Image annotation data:
######
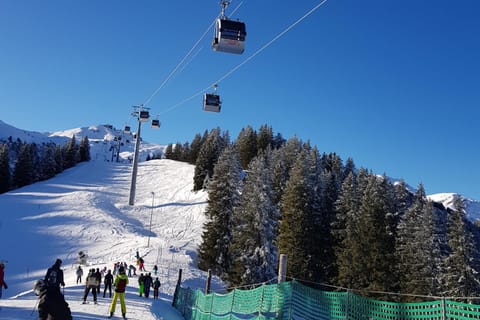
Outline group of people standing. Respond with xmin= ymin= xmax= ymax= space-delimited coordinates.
xmin=32 ymin=259 xmax=160 ymax=320
xmin=77 ymin=266 xmax=113 ymax=304
xmin=0 ymin=252 xmax=161 ymax=320
xmin=138 ymin=272 xmax=161 ymax=299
######
- _EXERCISE DETAILS_: Render every line of the records as a Markdown table with the columns No. and Line, numbering the rows and skipping blank lines. Leave the pictures out.

- _REPLY TO THE EXERCISE_:
| No. | Line |
|---|---|
| 1 | Outline group of people standing. Respond with xmin= ymin= xmax= ymax= space-delimited coordinates. |
| 2 | xmin=32 ymin=259 xmax=160 ymax=320 |
| 3 | xmin=77 ymin=266 xmax=113 ymax=304 |
| 4 | xmin=0 ymin=252 xmax=161 ymax=320 |
| 5 | xmin=138 ymin=272 xmax=161 ymax=299 |